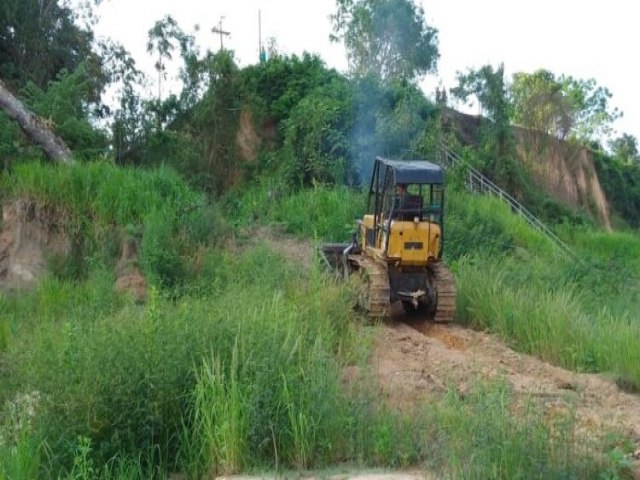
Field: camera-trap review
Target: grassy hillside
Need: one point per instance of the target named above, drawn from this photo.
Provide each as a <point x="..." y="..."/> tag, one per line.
<point x="235" y="362"/>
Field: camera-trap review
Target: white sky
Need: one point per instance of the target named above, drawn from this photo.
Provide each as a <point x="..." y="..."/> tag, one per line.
<point x="586" y="39"/>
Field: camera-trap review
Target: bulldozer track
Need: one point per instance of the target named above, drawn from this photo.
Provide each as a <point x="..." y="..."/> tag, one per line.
<point x="375" y="297"/>
<point x="446" y="289"/>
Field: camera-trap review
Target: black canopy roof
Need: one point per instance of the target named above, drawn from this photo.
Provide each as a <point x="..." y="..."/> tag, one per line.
<point x="414" y="171"/>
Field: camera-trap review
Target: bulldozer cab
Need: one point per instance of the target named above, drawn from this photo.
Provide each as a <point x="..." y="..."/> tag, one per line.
<point x="405" y="211"/>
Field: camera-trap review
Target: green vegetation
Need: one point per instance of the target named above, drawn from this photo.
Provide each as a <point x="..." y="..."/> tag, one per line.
<point x="236" y="359"/>
<point x="239" y="369"/>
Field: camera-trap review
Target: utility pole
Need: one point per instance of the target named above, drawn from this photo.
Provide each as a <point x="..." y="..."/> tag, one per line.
<point x="262" y="56"/>
<point x="219" y="30"/>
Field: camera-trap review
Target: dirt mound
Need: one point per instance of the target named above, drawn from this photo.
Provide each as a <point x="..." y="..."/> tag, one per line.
<point x="129" y="277"/>
<point x="562" y="170"/>
<point x="31" y="234"/>
<point x="417" y="365"/>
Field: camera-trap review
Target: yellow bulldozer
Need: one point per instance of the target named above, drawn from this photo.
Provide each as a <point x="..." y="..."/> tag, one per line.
<point x="397" y="247"/>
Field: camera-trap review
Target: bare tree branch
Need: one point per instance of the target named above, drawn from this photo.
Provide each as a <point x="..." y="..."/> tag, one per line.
<point x="34" y="127"/>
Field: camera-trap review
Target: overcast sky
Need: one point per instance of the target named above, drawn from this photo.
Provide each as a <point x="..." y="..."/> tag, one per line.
<point x="585" y="39"/>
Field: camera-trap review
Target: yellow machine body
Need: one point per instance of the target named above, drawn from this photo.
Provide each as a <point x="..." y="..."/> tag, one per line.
<point x="406" y="243"/>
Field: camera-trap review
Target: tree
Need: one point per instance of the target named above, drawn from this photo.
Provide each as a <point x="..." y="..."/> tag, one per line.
<point x="488" y="86"/>
<point x="39" y="38"/>
<point x="497" y="147"/>
<point x="593" y="116"/>
<point x="539" y="103"/>
<point x="562" y="106"/>
<point x="161" y="41"/>
<point x="388" y="38"/>
<point x="625" y="148"/>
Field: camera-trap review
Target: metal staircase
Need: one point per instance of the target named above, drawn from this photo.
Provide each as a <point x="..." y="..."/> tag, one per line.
<point x="477" y="182"/>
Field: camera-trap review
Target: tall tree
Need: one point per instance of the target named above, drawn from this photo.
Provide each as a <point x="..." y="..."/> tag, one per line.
<point x="539" y="103"/>
<point x="562" y="106"/>
<point x="625" y="147"/>
<point x="497" y="146"/>
<point x="388" y="38"/>
<point x="162" y="38"/>
<point x="593" y="115"/>
<point x="39" y="38"/>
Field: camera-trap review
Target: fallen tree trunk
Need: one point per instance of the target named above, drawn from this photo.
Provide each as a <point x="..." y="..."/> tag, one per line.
<point x="34" y="127"/>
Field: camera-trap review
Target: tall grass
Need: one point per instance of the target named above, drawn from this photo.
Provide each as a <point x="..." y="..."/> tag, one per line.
<point x="100" y="206"/>
<point x="581" y="314"/>
<point x="244" y="369"/>
<point x="323" y="212"/>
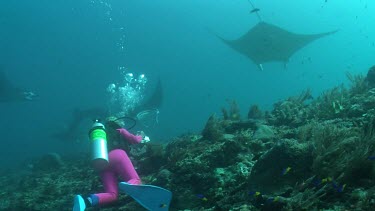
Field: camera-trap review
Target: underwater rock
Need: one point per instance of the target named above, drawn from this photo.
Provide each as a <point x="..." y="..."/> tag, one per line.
<point x="213" y="130"/>
<point x="371" y="76"/>
<point x="255" y="112"/>
<point x="281" y="167"/>
<point x="264" y="132"/>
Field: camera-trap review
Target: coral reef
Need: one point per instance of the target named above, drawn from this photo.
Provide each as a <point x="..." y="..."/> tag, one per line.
<point x="305" y="154"/>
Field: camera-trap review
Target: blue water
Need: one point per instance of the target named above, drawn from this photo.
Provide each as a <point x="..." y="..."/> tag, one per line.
<point x="69" y="51"/>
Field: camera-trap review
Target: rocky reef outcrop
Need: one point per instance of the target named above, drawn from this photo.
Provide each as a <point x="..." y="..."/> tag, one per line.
<point x="305" y="154"/>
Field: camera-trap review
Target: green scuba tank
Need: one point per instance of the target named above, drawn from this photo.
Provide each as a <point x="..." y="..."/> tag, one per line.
<point x="98" y="145"/>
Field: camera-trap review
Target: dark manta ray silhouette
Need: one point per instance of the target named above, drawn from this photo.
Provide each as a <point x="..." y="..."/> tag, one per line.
<point x="10" y="93"/>
<point x="266" y="42"/>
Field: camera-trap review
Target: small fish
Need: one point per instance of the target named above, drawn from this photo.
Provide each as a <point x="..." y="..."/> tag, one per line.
<point x="254" y="193"/>
<point x="327" y="179"/>
<point x="272" y="199"/>
<point x="339" y="188"/>
<point x="201" y="196"/>
<point x="285" y="170"/>
<point x="162" y="205"/>
<point x="255" y="10"/>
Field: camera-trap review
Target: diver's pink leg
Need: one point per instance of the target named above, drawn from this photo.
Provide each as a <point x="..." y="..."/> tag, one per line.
<point x="109" y="181"/>
<point x="124" y="167"/>
<point x="133" y="139"/>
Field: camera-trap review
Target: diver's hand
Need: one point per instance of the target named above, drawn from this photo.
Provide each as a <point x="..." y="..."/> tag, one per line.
<point x="145" y="138"/>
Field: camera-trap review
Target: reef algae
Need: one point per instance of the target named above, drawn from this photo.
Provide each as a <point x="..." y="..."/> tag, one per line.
<point x="305" y="154"/>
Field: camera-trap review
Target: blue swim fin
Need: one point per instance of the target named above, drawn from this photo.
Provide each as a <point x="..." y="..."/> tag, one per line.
<point x="79" y="203"/>
<point x="150" y="197"/>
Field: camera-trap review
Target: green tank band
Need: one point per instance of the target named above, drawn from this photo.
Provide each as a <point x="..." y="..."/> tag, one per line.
<point x="98" y="134"/>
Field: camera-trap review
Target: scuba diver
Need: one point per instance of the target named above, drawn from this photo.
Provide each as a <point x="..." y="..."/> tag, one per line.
<point x="116" y="163"/>
<point x="10" y="93"/>
<point x="110" y="159"/>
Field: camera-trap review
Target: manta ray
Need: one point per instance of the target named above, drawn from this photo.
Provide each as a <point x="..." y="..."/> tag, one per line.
<point x="11" y="93"/>
<point x="266" y="42"/>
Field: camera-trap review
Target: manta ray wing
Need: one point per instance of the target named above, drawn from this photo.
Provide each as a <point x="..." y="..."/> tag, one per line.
<point x="266" y="42"/>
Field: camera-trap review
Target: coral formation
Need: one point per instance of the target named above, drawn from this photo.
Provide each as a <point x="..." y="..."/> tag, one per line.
<point x="305" y="154"/>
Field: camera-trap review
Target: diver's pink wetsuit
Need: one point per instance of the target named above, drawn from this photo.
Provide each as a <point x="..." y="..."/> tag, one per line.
<point x="119" y="165"/>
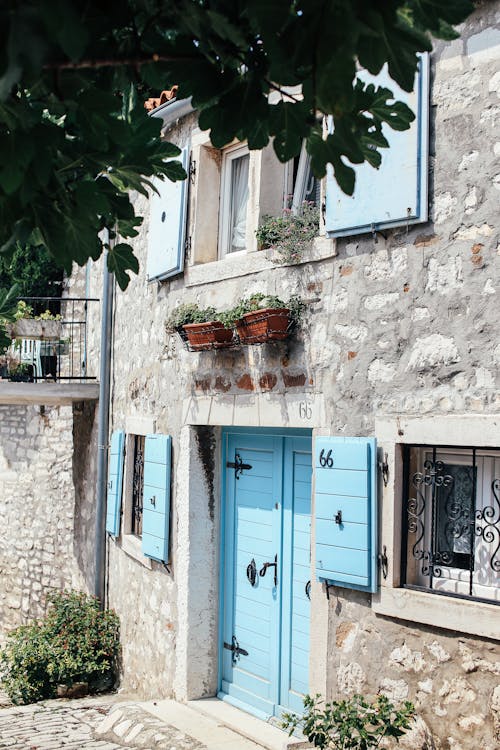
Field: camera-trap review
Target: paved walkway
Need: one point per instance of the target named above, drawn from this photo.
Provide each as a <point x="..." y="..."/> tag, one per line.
<point x="110" y="723"/>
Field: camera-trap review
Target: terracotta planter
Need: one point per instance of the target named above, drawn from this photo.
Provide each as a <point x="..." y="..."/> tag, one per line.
<point x="270" y="324"/>
<point x="29" y="328"/>
<point x="209" y="335"/>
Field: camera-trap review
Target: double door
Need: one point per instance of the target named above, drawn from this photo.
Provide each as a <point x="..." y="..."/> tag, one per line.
<point x="266" y="557"/>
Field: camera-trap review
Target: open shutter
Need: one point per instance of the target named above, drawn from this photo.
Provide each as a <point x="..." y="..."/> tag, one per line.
<point x="346" y="511"/>
<point x="156" y="500"/>
<point x="115" y="481"/>
<point x="167" y="226"/>
<point x="396" y="193"/>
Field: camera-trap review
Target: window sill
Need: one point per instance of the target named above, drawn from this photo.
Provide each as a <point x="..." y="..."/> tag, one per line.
<point x="244" y="264"/>
<point x="132" y="546"/>
<point x="468" y="617"/>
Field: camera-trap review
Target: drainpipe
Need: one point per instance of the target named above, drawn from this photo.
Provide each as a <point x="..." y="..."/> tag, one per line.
<point x="103" y="430"/>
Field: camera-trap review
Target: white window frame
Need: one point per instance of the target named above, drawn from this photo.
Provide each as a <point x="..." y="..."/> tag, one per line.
<point x="229" y="155"/>
<point x="464" y="615"/>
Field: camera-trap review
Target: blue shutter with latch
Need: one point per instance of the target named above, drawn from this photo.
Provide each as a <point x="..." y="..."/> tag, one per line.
<point x="346" y="511"/>
<point x="115" y="481"/>
<point x="396" y="193"/>
<point x="167" y="226"/>
<point x="156" y="498"/>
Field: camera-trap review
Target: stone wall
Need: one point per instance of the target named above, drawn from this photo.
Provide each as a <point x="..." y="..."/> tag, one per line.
<point x="404" y="323"/>
<point x="47" y="526"/>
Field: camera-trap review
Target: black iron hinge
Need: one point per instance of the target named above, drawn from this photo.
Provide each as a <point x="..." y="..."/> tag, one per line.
<point x="236" y="650"/>
<point x="238" y="465"/>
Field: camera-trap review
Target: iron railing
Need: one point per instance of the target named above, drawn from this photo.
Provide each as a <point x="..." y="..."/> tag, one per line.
<point x="61" y="351"/>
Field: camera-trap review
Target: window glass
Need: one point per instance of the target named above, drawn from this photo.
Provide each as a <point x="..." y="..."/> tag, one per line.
<point x="238" y="204"/>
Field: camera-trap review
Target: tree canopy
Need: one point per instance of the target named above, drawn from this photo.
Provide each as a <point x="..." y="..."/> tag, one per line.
<point x="75" y="137"/>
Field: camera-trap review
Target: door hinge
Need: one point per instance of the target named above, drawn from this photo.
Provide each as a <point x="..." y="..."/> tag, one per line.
<point x="383" y="562"/>
<point x="192" y="170"/>
<point x="238" y="465"/>
<point x="236" y="650"/>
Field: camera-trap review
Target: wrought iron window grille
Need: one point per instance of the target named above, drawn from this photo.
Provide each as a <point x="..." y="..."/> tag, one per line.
<point x="451" y="521"/>
<point x="137" y="485"/>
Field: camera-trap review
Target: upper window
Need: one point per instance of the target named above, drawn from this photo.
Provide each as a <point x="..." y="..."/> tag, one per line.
<point x="234" y="200"/>
<point x="304" y="187"/>
<point x="451" y="521"/>
<point x="395" y="194"/>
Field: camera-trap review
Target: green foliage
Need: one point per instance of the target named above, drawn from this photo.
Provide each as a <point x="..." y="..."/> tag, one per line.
<point x="261" y="301"/>
<point x="189" y="313"/>
<point x="75" y="642"/>
<point x="33" y="270"/>
<point x="74" y="135"/>
<point x="8" y="310"/>
<point x="353" y="723"/>
<point x="290" y="234"/>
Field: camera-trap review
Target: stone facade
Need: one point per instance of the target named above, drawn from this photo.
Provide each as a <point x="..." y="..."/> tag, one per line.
<point x="48" y="524"/>
<point x="401" y="325"/>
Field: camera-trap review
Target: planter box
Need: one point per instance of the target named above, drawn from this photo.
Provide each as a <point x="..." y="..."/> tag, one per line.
<point x="270" y="324"/>
<point x="209" y="335"/>
<point x="28" y="328"/>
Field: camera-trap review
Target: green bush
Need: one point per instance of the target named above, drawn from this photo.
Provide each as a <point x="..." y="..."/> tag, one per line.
<point x="74" y="642"/>
<point x="353" y="723"/>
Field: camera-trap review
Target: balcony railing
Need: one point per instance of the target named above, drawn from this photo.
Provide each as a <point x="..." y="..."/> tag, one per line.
<point x="55" y="348"/>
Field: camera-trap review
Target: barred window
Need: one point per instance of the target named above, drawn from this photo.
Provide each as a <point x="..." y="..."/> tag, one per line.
<point x="137" y="486"/>
<point x="451" y="521"/>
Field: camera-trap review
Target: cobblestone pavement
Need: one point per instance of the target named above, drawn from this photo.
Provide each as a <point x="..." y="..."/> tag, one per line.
<point x="87" y="724"/>
<point x="54" y="725"/>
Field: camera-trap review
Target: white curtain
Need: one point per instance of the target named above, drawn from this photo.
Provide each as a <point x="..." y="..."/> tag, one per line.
<point x="239" y="200"/>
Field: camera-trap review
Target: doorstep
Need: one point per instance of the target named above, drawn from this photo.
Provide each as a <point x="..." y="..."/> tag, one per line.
<point x="256" y="730"/>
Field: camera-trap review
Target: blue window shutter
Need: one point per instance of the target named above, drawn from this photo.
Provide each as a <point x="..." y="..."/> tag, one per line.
<point x="156" y="499"/>
<point x="115" y="481"/>
<point x="346" y="489"/>
<point x="396" y="193"/>
<point x="167" y="226"/>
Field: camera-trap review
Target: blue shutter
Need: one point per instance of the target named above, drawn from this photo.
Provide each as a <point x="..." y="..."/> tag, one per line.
<point x="115" y="481"/>
<point x="156" y="499"/>
<point x="396" y="193"/>
<point x="346" y="490"/>
<point x="167" y="226"/>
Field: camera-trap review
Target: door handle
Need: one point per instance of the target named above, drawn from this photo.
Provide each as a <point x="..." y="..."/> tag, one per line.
<point x="263" y="570"/>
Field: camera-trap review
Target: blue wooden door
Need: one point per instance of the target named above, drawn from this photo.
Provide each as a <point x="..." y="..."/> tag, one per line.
<point x="265" y="649"/>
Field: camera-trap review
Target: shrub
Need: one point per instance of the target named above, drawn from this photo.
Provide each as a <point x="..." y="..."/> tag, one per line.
<point x="289" y="234"/>
<point x="353" y="723"/>
<point x="74" y="642"/>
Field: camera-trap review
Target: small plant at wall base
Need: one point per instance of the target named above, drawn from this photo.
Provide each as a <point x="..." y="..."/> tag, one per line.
<point x="289" y="234"/>
<point x="352" y="723"/>
<point x="75" y="642"/>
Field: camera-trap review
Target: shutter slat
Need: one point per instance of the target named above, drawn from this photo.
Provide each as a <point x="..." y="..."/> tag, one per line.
<point x="346" y="552"/>
<point x="115" y="481"/>
<point x="396" y="193"/>
<point x="156" y="498"/>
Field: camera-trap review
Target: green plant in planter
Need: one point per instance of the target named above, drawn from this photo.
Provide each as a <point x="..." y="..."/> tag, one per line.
<point x="352" y="723"/>
<point x="261" y="301"/>
<point x="20" y="372"/>
<point x="74" y="642"/>
<point x="189" y="313"/>
<point x="289" y="234"/>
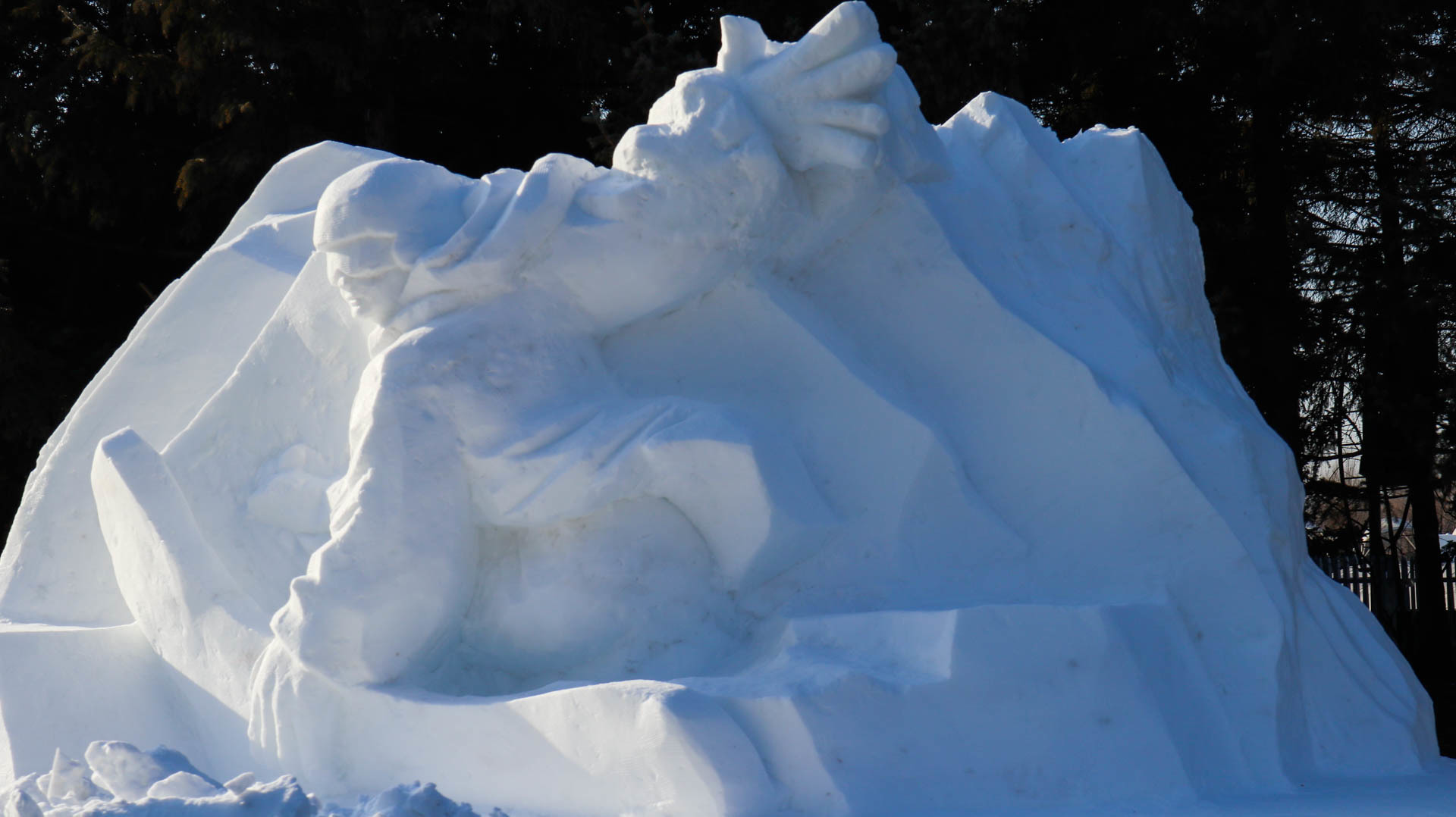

● ● ● ●

» **GIVEN TASK**
Find every line in the listing above that contains the word "planter", and copy each one out in full.

» **COMPLETED EXERCISE**
Target: terracotta planter
Target: planter box
Target: green plant in planter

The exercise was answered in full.